Records excerpted from a collection
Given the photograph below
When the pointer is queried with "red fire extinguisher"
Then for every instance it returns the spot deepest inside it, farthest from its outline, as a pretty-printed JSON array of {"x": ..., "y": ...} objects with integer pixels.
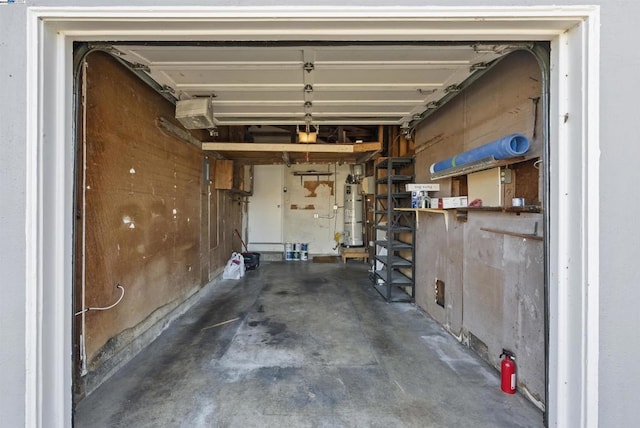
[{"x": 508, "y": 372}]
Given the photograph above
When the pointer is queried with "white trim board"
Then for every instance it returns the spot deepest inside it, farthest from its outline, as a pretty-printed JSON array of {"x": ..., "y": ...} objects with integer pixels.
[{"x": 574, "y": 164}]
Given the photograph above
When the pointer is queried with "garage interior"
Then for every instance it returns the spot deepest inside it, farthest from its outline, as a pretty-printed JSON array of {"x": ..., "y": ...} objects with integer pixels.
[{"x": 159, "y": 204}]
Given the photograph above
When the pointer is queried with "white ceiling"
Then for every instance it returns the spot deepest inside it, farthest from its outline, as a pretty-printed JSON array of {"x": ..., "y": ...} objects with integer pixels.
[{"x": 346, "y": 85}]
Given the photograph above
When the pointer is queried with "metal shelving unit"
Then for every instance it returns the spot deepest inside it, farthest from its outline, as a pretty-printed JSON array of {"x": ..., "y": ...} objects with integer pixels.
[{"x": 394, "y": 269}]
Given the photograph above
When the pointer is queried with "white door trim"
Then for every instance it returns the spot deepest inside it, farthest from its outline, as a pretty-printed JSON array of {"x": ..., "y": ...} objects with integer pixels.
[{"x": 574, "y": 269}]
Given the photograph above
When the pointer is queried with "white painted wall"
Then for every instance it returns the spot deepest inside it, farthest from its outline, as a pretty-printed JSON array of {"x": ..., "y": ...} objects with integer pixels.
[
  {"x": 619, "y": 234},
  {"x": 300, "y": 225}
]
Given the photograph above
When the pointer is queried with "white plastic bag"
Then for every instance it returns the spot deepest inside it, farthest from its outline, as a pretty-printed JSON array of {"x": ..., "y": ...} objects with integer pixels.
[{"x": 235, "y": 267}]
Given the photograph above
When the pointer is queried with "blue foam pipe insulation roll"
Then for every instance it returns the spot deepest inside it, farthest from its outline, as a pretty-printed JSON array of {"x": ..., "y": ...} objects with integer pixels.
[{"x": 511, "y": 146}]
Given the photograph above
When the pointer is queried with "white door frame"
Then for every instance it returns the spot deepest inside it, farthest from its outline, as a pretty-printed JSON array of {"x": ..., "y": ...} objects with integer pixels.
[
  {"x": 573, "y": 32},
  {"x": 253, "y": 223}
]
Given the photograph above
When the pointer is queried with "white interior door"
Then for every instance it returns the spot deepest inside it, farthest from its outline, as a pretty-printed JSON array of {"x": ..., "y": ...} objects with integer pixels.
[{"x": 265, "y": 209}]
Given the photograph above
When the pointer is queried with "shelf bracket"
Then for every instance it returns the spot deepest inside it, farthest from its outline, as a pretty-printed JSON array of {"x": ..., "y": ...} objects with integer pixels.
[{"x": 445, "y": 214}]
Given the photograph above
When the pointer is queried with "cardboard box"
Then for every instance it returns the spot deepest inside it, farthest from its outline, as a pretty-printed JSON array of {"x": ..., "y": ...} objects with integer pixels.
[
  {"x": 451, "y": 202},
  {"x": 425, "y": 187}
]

--

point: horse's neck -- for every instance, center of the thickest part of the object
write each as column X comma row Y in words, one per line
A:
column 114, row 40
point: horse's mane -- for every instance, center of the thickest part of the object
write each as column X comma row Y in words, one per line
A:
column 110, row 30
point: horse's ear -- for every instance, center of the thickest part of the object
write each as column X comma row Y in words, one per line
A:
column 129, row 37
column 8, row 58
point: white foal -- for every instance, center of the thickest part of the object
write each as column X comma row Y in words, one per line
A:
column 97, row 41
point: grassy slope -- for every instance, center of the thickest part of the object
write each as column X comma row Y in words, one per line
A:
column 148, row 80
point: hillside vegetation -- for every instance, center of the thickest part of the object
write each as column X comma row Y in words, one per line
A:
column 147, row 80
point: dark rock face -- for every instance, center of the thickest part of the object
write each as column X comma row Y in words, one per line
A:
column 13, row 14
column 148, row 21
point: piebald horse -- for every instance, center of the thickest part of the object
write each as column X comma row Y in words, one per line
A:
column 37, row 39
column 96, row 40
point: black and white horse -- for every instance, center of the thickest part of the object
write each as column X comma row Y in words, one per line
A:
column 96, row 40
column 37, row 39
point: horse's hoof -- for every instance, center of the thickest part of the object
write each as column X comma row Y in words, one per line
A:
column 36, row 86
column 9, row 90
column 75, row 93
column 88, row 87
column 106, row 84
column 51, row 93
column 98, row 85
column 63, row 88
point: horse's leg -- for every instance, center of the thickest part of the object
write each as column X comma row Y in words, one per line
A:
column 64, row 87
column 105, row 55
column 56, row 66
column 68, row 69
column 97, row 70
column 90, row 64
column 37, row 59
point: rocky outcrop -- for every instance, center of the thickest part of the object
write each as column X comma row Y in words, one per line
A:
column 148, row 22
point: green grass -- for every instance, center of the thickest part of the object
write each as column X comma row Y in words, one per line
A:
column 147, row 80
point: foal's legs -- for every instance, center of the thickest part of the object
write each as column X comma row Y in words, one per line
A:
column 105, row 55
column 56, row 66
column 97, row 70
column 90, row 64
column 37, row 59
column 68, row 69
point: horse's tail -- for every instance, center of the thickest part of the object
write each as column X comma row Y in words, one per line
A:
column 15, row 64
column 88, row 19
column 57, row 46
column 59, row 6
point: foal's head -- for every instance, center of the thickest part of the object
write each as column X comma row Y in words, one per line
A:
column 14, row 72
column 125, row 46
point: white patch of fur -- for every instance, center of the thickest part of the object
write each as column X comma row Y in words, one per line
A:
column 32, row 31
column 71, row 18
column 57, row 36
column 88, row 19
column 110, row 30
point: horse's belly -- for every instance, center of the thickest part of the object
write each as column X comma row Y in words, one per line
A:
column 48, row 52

What you need to do: Retype, without any change, the part of the listing that opens with the line containing "point: white patch" and closes with the line containing "column 48, row 52", keeping both of those lines.

Result:
point: white patch of fur -- for every instance, center of the thickest part of the object
write each as column X comma row Y in words, one per line
A:
column 32, row 31
column 71, row 18
column 57, row 36
column 88, row 19
column 110, row 30
point: horse's belly -- for every instance, center of the thickest part of the object
write each as column X comma row Y in words, one per line
A:
column 48, row 52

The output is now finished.